## REQUEST 1
Rewrite the paragraph of the forum post beginning "As a dm I usually go for" as a short bulleted list that keeps its main facts.

--- Start EXTRACTED TEXT ---

# Looking for a game



## Oaken25 (Jul 7, 2002)

Heya, 

     I'm lookin for either to start a new game as a dm, or joining one as a player. Either way is good for me. 

     As a dm I usually go for a more free game that the PC's actually make the story up as they go along and i throw out my plots when and if they fit, instead of forcing the characters to follow a set plot. Also my games are a bit more RPin'g (which i give out exp for, and id prefer a char that has a short, maybe a paragraph or two background and also a description, if any one wants to write more then that, that's fine also). There will also be some combat of course, but i cant say it'll be every session though. 

    As a player if any one has a game open again im looking for a more RP game where the character can actually become part of the world and grow as it continues to be played. Again with some combat thrown in of course but im tired of games were every session is just killing stuff over and over again and being forced to follow a plot that really wouldnt make a difference if im there or not.

--- End EXTRACTED TEXT ---
--- Start RECORDS SHOWN ---

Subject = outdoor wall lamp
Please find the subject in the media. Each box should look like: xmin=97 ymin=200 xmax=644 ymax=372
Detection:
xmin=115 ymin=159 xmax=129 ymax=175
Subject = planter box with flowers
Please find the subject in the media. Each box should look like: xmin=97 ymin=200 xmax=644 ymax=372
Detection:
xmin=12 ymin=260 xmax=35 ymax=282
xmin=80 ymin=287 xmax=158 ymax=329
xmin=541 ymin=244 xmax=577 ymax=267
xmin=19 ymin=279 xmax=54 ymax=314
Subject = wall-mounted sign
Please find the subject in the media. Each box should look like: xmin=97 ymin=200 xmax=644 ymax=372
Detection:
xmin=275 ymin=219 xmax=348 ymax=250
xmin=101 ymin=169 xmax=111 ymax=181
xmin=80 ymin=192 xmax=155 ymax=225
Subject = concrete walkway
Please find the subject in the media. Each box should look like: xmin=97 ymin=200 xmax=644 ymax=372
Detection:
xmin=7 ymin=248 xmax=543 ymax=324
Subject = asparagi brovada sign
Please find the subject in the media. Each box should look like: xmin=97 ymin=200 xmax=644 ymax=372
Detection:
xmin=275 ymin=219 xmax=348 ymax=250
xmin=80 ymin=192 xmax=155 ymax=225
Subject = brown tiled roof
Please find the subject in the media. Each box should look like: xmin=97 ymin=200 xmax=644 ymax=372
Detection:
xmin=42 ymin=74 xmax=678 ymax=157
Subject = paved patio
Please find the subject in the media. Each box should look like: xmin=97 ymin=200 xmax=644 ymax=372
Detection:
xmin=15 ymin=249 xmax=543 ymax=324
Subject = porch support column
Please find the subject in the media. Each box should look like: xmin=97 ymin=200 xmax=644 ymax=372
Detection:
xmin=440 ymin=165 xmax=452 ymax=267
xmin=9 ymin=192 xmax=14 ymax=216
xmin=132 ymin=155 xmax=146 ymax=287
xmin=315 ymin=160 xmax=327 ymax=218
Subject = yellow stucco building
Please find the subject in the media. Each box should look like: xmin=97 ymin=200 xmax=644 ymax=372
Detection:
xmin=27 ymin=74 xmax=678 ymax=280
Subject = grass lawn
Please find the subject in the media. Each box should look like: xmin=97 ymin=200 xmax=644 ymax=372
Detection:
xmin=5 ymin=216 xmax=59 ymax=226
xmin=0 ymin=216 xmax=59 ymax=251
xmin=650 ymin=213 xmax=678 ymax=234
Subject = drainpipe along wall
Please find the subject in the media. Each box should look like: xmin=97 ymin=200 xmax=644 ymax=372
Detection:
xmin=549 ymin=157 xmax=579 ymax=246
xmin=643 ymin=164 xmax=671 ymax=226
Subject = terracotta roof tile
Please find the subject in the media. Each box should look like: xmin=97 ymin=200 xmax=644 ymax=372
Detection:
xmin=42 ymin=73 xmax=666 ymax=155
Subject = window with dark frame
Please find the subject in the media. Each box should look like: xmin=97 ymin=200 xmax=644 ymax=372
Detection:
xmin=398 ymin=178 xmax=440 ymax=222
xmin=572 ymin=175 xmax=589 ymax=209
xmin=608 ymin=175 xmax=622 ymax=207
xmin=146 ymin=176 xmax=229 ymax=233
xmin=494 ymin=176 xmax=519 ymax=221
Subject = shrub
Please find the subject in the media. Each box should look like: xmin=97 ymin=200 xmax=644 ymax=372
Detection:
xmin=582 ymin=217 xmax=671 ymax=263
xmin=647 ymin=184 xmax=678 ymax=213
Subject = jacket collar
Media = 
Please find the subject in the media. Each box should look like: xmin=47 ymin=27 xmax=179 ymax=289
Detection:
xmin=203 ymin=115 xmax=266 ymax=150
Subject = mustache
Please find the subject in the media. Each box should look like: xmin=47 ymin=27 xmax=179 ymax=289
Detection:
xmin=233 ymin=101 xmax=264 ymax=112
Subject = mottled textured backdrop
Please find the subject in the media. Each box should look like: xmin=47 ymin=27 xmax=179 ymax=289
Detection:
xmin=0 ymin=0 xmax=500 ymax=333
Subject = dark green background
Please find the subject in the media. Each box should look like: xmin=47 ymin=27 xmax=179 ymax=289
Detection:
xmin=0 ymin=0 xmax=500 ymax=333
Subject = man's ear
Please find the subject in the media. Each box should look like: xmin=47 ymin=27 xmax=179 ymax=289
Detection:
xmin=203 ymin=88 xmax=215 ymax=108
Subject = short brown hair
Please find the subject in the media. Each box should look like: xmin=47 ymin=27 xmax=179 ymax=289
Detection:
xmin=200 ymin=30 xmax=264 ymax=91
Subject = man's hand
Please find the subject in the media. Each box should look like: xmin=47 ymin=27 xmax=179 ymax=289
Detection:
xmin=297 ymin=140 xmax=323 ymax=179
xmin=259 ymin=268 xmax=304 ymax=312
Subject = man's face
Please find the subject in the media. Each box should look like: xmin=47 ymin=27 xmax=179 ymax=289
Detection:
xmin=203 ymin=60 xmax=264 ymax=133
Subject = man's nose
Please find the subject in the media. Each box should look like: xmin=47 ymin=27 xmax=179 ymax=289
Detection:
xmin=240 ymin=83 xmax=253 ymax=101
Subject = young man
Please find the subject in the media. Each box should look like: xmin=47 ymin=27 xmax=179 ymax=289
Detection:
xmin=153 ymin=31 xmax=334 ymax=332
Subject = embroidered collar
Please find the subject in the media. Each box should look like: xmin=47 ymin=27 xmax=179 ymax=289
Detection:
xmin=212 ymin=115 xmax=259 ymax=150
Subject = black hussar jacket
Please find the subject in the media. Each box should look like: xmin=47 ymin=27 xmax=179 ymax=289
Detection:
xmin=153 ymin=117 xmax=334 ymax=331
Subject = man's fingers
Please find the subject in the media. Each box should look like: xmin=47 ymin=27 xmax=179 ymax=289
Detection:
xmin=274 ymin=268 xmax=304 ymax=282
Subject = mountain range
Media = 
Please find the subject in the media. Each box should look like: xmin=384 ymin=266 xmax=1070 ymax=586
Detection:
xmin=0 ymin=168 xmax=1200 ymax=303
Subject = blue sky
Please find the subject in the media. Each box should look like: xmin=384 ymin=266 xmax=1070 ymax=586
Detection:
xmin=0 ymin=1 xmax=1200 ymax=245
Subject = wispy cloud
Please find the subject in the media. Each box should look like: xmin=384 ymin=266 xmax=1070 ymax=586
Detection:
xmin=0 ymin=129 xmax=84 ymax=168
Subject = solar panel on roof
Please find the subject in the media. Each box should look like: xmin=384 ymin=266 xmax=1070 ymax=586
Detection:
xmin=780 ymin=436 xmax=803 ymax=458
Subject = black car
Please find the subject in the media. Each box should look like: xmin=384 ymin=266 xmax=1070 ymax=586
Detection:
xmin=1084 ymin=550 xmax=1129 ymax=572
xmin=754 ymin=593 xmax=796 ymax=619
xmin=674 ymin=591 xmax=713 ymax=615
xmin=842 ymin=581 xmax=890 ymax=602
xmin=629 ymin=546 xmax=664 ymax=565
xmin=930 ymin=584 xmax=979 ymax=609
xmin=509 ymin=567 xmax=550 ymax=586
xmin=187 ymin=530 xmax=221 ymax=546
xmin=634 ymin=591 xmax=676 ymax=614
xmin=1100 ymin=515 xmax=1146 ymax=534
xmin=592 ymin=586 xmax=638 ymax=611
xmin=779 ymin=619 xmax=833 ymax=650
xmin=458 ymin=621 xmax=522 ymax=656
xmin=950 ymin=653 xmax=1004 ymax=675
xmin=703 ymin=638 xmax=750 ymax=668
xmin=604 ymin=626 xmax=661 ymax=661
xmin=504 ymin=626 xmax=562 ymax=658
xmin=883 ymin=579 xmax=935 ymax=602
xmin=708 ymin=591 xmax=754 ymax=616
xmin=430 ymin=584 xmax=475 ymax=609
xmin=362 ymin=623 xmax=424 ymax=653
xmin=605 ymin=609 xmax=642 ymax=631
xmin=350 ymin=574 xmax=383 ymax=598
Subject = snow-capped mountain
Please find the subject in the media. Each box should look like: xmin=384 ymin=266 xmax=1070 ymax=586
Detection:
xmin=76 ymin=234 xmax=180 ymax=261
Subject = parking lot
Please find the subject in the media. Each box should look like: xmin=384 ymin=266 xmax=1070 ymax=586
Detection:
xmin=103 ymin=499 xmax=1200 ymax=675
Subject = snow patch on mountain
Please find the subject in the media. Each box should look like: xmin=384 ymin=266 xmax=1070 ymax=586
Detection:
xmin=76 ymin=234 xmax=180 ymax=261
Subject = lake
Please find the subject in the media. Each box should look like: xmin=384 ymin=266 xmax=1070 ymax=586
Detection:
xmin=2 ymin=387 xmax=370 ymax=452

--- End RECORDS SHOWN ---

## REQUEST 2
Rewrite the lines of the rows starting at the line that contains "Subject = man's ear" and ending at the line that contains "xmin=200 ymin=30 xmax=264 ymax=91", replacing "Detection" with "Result" and leaving everything else unchanged.

## EXPECTED ANSWER 1
- Runs a free game in which the PCs make up the story as they go, with plots added when and if they fit rather than a set plot being forced.
- Games lean toward roleplaying, which earns experience.
- Prefers characters with a short background of a paragraph or two plus a description; longer writing is also fine.
- Includes some combat, though not necessarily every session.

## EXPECTED ANSWER 2
Subject = man's ear
Please find the subject in the media. Each box should look like: xmin=47 ymin=27 xmax=179 ymax=289
Result:
xmin=203 ymin=88 xmax=215 ymax=108
Subject = short brown hair
Please find the subject in the media. Each box should look like: xmin=47 ymin=27 xmax=179 ymax=289
Result:
xmin=200 ymin=30 xmax=264 ymax=91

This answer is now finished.